● **What is asked**
Exactly as given, write out the lines from the one containing "A point marks every instance of the club" through the end of the listing, with both ends included and nothing else.

● **Given information**
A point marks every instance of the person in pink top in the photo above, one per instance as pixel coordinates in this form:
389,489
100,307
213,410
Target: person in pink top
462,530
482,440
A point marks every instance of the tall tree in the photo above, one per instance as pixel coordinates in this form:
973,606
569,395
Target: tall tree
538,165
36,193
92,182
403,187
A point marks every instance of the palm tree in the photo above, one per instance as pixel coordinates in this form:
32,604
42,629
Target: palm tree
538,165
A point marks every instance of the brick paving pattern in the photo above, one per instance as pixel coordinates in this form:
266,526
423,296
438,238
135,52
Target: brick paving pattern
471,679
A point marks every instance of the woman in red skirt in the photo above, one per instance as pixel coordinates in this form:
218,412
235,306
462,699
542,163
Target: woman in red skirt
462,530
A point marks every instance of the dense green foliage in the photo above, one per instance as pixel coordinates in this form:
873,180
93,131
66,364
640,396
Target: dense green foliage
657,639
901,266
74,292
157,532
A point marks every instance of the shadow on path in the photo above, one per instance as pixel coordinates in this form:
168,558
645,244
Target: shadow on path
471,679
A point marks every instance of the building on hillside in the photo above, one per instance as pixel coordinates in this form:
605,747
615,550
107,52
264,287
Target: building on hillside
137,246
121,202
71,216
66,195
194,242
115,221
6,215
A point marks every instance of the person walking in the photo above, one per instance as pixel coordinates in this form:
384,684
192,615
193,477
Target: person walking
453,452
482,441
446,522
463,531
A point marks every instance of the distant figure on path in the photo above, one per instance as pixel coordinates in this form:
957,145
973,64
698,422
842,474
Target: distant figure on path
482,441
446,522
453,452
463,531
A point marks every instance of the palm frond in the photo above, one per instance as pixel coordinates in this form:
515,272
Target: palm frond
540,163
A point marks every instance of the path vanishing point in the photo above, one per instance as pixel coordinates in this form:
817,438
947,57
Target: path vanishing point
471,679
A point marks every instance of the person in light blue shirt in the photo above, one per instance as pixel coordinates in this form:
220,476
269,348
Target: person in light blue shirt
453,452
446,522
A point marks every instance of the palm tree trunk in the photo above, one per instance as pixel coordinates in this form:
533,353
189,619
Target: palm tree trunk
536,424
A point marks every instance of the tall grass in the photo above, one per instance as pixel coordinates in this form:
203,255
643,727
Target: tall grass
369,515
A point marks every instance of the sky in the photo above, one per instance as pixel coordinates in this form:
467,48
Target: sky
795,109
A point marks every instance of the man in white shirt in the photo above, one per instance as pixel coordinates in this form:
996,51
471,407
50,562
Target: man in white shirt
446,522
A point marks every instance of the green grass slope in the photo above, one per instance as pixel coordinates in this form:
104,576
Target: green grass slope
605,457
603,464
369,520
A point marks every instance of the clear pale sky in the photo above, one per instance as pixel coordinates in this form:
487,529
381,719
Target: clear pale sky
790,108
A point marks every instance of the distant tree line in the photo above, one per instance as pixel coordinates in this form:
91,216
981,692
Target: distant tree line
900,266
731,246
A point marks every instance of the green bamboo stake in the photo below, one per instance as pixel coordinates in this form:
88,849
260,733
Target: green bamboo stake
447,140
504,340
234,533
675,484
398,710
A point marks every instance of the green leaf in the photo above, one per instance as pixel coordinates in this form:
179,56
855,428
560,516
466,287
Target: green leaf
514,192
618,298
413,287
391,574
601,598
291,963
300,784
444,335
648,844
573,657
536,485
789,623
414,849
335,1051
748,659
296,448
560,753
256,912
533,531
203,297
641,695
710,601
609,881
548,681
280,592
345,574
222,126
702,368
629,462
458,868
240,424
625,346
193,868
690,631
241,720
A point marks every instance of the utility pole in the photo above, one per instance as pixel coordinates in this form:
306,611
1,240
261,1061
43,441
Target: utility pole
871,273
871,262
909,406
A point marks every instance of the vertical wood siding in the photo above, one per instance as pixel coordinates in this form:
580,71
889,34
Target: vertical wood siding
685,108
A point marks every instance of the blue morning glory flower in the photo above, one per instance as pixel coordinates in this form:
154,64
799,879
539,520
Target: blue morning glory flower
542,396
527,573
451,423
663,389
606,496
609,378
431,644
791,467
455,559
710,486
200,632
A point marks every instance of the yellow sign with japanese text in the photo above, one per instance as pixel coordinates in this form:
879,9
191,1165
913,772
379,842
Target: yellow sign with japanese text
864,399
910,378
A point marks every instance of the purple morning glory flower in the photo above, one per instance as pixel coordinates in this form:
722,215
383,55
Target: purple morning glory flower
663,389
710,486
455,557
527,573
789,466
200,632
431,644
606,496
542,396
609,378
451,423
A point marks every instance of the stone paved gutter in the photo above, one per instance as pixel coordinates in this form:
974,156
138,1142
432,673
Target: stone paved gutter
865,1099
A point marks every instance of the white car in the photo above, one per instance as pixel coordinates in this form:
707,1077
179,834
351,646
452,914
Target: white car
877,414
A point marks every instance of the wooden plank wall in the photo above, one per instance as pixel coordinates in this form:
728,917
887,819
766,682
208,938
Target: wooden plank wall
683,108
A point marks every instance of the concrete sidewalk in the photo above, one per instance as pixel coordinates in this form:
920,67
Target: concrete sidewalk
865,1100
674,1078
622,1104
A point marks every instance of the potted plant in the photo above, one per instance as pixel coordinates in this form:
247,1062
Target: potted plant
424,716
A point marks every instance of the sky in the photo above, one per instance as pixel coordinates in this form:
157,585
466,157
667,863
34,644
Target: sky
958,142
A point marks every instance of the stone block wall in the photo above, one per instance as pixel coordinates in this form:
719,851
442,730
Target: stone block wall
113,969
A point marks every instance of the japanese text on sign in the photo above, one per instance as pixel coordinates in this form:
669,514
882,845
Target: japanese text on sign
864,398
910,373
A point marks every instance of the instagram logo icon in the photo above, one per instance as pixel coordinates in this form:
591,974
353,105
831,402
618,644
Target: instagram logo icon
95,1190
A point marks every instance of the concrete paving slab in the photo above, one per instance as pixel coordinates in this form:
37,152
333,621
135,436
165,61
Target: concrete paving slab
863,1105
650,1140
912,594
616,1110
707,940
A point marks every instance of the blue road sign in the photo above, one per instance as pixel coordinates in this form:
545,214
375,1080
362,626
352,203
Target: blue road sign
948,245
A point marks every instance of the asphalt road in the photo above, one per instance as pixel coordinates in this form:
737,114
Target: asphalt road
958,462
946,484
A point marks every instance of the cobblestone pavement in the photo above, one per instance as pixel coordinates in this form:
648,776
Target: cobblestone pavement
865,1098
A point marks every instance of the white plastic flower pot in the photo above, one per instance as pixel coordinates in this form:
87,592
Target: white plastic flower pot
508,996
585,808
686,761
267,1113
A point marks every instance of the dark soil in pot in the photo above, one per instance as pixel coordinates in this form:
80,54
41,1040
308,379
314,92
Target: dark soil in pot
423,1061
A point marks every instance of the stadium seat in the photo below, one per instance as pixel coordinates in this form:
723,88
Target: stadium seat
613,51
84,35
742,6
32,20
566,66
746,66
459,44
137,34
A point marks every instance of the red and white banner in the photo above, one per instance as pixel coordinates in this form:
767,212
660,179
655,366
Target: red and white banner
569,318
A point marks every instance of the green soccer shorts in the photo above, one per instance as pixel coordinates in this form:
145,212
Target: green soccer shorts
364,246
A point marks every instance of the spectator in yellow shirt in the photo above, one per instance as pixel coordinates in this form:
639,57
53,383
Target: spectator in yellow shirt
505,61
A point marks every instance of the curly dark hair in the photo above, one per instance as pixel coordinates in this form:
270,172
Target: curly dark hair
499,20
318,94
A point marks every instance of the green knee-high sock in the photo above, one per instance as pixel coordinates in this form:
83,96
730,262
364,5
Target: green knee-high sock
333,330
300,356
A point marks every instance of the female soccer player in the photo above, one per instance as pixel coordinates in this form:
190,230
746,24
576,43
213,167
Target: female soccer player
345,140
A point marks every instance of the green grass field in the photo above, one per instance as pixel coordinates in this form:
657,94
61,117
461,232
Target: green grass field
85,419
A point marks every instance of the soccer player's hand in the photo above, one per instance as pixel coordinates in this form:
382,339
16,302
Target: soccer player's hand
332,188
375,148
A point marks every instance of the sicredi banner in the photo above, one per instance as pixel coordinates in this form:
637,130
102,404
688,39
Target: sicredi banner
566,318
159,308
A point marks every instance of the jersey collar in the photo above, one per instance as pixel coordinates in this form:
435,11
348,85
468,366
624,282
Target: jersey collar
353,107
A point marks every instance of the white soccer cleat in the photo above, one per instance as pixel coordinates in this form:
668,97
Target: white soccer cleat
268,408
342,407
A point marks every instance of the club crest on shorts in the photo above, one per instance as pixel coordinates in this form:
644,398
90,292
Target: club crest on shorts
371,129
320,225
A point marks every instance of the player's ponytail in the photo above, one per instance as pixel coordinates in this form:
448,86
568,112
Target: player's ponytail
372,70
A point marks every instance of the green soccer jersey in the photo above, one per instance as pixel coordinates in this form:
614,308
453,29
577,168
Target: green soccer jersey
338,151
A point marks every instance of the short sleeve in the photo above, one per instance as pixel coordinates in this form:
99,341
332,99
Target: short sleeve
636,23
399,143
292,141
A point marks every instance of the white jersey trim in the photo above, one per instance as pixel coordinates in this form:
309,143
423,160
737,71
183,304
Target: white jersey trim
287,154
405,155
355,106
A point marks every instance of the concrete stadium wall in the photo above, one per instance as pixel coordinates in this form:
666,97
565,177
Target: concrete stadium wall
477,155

● **Complete response**
A point marks every instance of the club crest on shorts in the photo above, one per instance as pixel coordinates in this form:
644,398
90,292
Target: club crest on shorts
371,129
320,225
A point marks every instance of the player's ponytail in the photo above, one per instance as pixel coordinates in this form:
448,86
568,112
Target: player's ponytail
372,70
A point marks every instance of the green soccer jersey in the photo above, one per instance as pixel coordinates in this form:
614,308
453,29
577,168
Target: green soccer jersey
338,151
A point marks every instance of the short sleeve in the photo above, one per instance as pixel coordinates in this form:
99,341
332,99
Target: short sleeve
636,23
399,143
292,141
A point marks every instance of the white jersey trim in the photo above, one per instance as pixel coordinates in this form:
309,143
423,160
737,71
183,304
Target: white jersey trim
287,154
405,155
355,106
A point marks every instance of the concrete stadium wall in the photo above, one per instance as pixel coordinates in this form:
666,97
565,177
Target: concrete stadium wall
477,155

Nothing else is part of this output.